- WHAT IS NEEDED -
Your answer must be an exact copy of all the entries.

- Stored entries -
:::::
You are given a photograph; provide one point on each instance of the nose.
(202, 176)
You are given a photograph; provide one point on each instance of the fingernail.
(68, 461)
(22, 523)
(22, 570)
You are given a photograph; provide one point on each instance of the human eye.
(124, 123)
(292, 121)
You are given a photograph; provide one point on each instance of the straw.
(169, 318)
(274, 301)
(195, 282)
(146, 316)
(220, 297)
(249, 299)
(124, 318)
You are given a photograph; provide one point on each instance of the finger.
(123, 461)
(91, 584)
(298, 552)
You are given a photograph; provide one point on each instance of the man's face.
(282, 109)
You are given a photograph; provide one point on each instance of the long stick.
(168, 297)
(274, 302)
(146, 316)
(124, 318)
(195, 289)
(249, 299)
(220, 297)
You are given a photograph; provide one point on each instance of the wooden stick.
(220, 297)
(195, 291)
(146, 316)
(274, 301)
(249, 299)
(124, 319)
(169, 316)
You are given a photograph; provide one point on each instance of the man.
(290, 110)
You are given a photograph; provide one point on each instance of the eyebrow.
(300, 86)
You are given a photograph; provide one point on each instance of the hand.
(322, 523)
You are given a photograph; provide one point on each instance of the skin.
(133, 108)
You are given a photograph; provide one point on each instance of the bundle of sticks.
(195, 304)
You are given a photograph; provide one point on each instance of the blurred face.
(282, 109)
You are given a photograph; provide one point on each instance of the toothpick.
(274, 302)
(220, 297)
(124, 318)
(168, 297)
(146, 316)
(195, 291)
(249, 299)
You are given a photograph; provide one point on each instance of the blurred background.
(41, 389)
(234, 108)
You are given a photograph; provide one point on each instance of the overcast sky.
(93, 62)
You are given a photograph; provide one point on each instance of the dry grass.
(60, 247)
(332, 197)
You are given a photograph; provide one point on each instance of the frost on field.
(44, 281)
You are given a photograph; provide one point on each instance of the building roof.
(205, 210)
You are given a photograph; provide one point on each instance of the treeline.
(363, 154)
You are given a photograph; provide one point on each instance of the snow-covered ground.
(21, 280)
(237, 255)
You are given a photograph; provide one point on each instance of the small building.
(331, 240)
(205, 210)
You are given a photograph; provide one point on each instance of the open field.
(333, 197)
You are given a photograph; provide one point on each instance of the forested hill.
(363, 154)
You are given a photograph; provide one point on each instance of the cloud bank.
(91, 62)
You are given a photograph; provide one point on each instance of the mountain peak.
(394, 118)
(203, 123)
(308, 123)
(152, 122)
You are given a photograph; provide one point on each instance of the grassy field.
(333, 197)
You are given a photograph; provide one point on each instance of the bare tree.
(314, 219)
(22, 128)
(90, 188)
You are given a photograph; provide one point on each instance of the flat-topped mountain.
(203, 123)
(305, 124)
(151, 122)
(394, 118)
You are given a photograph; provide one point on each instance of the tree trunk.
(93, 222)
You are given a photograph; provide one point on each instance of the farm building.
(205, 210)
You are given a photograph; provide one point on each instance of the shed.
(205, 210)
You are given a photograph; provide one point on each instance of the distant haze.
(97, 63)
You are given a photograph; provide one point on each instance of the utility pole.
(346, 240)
:::::
- COMPLETED TASK -
You are given a photograph; provide one point on each instance of the nose.
(202, 176)
You are given a photograph; provide one point on each instance of the fingernail.
(68, 461)
(22, 523)
(22, 570)
You are given a photograph; provide one point on each instance of the human eye.
(124, 123)
(292, 121)
You are given a photograph; provide one point on each instance of the straw.
(169, 318)
(274, 301)
(195, 282)
(146, 316)
(220, 297)
(249, 299)
(124, 318)
You are given a photograph; provide one point on each instance of the finger.
(123, 461)
(91, 584)
(298, 552)
You are given a photograph; provide one point on each instance of the man's face.
(282, 109)
You are given a photograph; provide one point on each instance of the long stick.
(168, 297)
(274, 302)
(146, 316)
(124, 318)
(195, 289)
(249, 299)
(220, 297)
You are given a photograph; provide one point on each instance of the wooden stick.
(220, 297)
(195, 291)
(146, 316)
(274, 301)
(249, 299)
(124, 319)
(169, 316)
You are given a photograph; provide one point on each instance of the man.
(290, 110)
You are given a photograph; provide one point on each instance of the eyebrow.
(300, 86)
You are given a photograph; provide one point on each instance of the hand.
(322, 523)
You are given a photograph; provide one point on each instance of the skin.
(133, 108)
You are given a photograph; provide one point on each instance of the bundle of sticks.
(195, 304)
You are given a photograph; provide one point on each instance of the blurred face.
(282, 109)
You are given a photograph; provide one point on each instance of the toothpick.
(274, 302)
(220, 297)
(124, 318)
(168, 297)
(146, 316)
(195, 291)
(249, 299)
You are given a photograph; provide one point on each instance of the blurred background.
(41, 389)
(234, 108)
You are given a photograph; provide one point on each instance of the overcast sky.
(93, 62)
You are given a photograph; provide one point on each instance of the dry grass.
(60, 247)
(332, 197)
You are given a photograph; provide one point on each instance of the frost on field.
(44, 281)
You are given a photograph; provide one point on each instance of the building roof.
(205, 210)
You are given a photograph; provide one point on each instance of the treeline.
(363, 154)
You are given a photograph; provide one point on each instance of the snow-covered ground.
(21, 280)
(237, 255)
You are given a photograph; provide one point on each instance of the small building.
(331, 240)
(205, 210)
You are given a photograph; provide one point on each instance of the open field.
(333, 197)
You are given a photograph; provide one point on each instance of the forested hill.
(363, 154)
You are given a photograph; provide one point on each instance of the cloud bank.
(91, 62)
You are given a photograph; provide one point on each instance of the mountain peak.
(394, 118)
(203, 123)
(308, 123)
(152, 122)
You are given a photograph; provide one point on each instance of the grassy field.
(333, 197)
You are given a photograph; provide one point on each instance of the bare tree.
(314, 219)
(22, 128)
(90, 188)
You are given a photograph; provide one point on each instance of the flat-topped mountain.
(203, 123)
(305, 124)
(151, 122)
(394, 118)
You are given a photograph; provide one point on each instance of the tree trunk.
(93, 222)
You are given a photograph; provide one point on each instance of the farm building.
(205, 210)
You are given a photograph; provide one point on each instance of the shed.
(205, 210)
You are given a photograph; provide one point on each instance of the distant haze.
(97, 63)
You are given a photograph; provide one point on each instance of the utility pole.
(346, 240)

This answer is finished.